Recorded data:
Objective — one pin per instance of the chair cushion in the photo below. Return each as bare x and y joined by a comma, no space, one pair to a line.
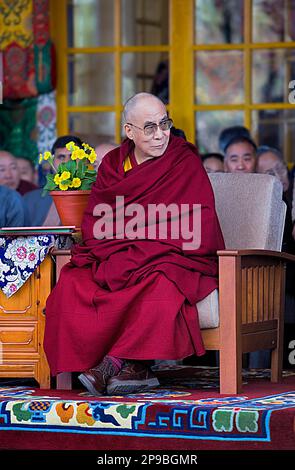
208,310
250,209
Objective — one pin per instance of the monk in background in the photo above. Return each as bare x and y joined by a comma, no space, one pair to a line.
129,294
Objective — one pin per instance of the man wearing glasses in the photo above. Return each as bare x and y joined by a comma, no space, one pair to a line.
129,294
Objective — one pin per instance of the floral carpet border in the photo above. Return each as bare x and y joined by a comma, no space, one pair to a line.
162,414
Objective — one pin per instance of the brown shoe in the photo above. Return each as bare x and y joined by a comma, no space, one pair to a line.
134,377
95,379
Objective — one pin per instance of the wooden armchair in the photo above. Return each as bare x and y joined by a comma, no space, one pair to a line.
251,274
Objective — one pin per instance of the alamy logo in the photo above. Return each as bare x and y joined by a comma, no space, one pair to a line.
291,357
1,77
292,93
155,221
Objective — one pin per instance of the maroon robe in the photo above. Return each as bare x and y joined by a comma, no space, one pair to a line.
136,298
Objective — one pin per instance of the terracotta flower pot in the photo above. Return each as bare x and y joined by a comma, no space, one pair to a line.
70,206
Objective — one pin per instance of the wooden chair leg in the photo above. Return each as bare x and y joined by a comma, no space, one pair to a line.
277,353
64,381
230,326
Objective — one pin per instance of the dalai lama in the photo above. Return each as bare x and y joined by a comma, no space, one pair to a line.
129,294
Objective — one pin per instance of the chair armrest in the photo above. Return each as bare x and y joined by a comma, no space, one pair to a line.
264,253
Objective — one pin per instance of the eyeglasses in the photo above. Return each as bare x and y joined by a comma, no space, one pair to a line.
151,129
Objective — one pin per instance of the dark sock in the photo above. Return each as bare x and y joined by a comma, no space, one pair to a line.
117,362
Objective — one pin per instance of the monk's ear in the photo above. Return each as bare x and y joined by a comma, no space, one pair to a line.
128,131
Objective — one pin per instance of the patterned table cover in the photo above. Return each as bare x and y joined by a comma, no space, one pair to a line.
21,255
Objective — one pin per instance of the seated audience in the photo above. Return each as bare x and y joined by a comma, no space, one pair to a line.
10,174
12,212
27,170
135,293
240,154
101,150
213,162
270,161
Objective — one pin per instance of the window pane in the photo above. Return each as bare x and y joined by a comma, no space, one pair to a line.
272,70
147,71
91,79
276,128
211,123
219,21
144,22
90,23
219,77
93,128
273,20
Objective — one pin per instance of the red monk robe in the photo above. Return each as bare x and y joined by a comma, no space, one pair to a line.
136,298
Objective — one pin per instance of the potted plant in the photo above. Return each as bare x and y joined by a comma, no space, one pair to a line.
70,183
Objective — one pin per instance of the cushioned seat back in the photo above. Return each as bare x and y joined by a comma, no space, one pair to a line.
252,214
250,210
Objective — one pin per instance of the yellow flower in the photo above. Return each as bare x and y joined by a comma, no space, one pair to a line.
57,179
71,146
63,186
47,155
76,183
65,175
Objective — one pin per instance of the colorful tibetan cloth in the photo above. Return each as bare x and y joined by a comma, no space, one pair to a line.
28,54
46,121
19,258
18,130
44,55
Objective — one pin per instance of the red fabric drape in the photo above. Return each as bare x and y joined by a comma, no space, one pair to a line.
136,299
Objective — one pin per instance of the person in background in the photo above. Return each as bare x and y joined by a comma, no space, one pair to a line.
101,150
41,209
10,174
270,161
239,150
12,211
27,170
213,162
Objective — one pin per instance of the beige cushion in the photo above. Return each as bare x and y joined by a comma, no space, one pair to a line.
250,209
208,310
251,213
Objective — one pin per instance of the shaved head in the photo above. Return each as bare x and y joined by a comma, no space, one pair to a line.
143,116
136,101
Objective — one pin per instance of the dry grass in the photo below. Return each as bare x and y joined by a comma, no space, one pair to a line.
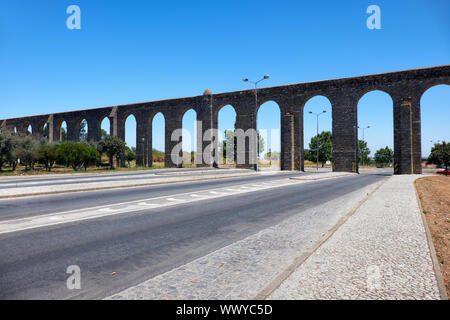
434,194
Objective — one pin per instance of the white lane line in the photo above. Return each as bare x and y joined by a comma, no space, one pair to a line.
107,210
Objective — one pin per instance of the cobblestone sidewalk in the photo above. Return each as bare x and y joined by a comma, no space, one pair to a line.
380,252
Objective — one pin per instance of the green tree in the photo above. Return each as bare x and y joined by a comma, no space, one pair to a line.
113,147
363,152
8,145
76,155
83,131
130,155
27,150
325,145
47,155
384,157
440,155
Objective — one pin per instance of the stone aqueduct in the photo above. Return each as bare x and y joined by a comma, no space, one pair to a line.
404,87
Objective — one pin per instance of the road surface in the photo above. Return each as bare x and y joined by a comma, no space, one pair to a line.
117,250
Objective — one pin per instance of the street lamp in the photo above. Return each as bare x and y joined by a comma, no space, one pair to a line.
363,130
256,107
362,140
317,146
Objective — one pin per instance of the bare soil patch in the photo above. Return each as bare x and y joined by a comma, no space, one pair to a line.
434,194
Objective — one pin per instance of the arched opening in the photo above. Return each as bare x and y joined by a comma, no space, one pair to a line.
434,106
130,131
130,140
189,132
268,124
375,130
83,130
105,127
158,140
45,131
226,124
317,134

§ Task to carry out: Reproduce the data above word for word and omit the images.

§ Your response:
Objective — one pin per instance of the chair cushion in the photo below. Return each as bare x and y joined by a comma, no space, one pair to a line.
208,310
250,209
Objective — one pin per instance of the monk in background in the photo above. Return each as bare x and y joined by a comma, no space, one pair to a line.
129,294
Objective — one pin per instance of the man wearing glasses in the photo above. Return each as bare x and y joined by a comma, no space, one pair to a line.
129,294
Objective — one pin per instance of the floral carpet border in the photo above. Return each as bare x and y joined by a comma, no space, one pair to a line.
162,414
Objective — one pin per instance of the brown shoe in the photo above. Return each as bare x and y joined by a comma, no space, one pair to a line.
134,377
95,379
Objective — one pin per instance of the wooden armchair in the photo above. Return each as bare x and y joined by a comma, no space, one pair to a line.
251,274
Objective — one pin per instance of the alamy logo in the photo above. Return each as bare x and y joined by a comma, no space, one pair to a line.
291,357
1,77
292,93
155,221
Objective — one pin per instance of the maroon robe in the photo above. Return each as bare x and y joined by a comma, no space, one pair to a line.
136,298
Objective — one pin per instance of the terracotta flower pot in the photo above. Return each as bare x and y joined by a comma, no space, one pair to a line.
70,206
Objective — one pin per instance of the wooden chair leg in the photo above. Return each as bare x and y joined by a comma, no space, one pair to a line.
277,353
64,381
230,326
Objective — one pin per instance of the dalai lama in the photo above. Return each as bare x and y joined by a comma, no space, one pair to a line.
129,294
Objective — one pin per instance of the chair armrest in the photo above. Return each as bare x and y joined by a comma, no space, one pair to a line.
264,253
Objective — one pin per instance of the eyeglasses in the photo above. Return each as bare x and y joined by a comma, no space, one pair to a line.
151,129
Objective — one pin per instance of the dark sock in the photo above. Return each as bare x and y joined by a comma, no space, one pair to a line.
117,362
Objective — one pin per instance of the monk's ear in the photo above. Return each as bare x and y joined by a comma, no space, one pair to a line.
128,131
Objective — one pin per instance of the patterned table cover in the photo above. Return each as bare x and y joined by a comma, no space, one pair to a line.
21,255
Objective — one pin per instance of the seated audience in the photo above. Return each as bare x and y joined by a comma, no space, one pair to a line.
10,174
12,212
27,170
135,293
240,154
101,150
213,162
270,161
Objective — one pin per instance of the window pane in the photo above. Return each as bare x and y joined by a comma, no space, one pair to a line.
272,70
147,71
91,79
276,128
211,123
219,21
144,22
90,23
219,77
93,128
273,20
Objective — one pin per instance of the red monk robe in the photo above. Return each as bare x and y joined by a comma, no space, one pair to a line.
136,298
Objective — one pin per instance of the potted plant in the photo above. Return each as bare x and y joined by a comma, no space, one pair to a line.
70,183
Objective — one pin per instance of the cushioned seat back in the photo above. Return each as bare x and y joined by a comma, no space, one pair to a line.
252,214
250,210
Objective — one pin per instance of the yellow flower in the photo above. Return each as bare x and y joined by a comma, no space, one pair to a line.
57,179
71,146
63,186
47,155
76,183
65,175
Objective — one pin per instance of the colorful tibetan cloth in the photo above. Return each as bare x and y joined by a comma, no space, one pair to a line.
28,54
46,121
19,258
18,130
44,55
Objective — one pin per instance of the red fabric drape in the photo above. Return each as bare x and y joined by a comma, no space, one pair to a line.
136,299
Objective — one pin per instance of the person in background in the photo above. Return each as bare x and y joined by a comma, no space, one pair to a line.
101,150
41,209
10,174
270,161
239,150
12,211
27,170
213,162
Objective — one pin per instance of the beige cushion in the photo above. Return each as bare x and y joined by a comma, no space, one pair to a line.
250,209
208,310
251,213
Objective — one pin per instance of the shaved head in the photo above. Return each as bare x and y joined by a comma, no space, one pair to a line.
143,116
136,101
Objective — one pin per instance of the dry grass in the photo below. Return each as bare x and y joined by a comma, no space, one pair to a line.
434,194
Objective — one pin per instance of the white lane line in the photo above. Return each as bare x and y joined by a comma, no space, one pair to a line.
107,210
Objective — one pin per instance of the cobblestone sidewalk in the photo above. Return each as bare x and y joined by a comma, no space, one pair to a line.
380,252
Objective — one pin per instance of the green tree in the photo above. Return each as bare x and y joined by a comma, no space, one pair to a line.
113,147
363,152
8,145
76,155
83,131
130,155
27,150
325,145
47,155
384,157
440,155
Objective — one pin per instance of the stone aqueduct in the photo above. Return each as bare x and y joined by a comma, no space, one pair to a line.
404,87
Objective — one pin per instance of the road surface in the photo above. Return each as bare x and y joined by a comma, no space, one pair to a line.
117,250
Objective — one pin per instance of the street lamp in the photo above. Return each as bare x and y joined by a comma, no space, one pair to a line.
363,130
256,107
362,140
317,146
Objective — one pin per instance of the bare soil patch in the photo above. Return each as bare x and y joined by a comma, no space, one pair to a line.
434,194
Objective — one pin per instance of the arched opening in the photo above. Return each as bare x and y joined by a comma, no space, one pair to a line.
434,106
130,131
130,140
189,132
268,124
375,130
83,130
105,127
158,140
45,131
226,124
317,134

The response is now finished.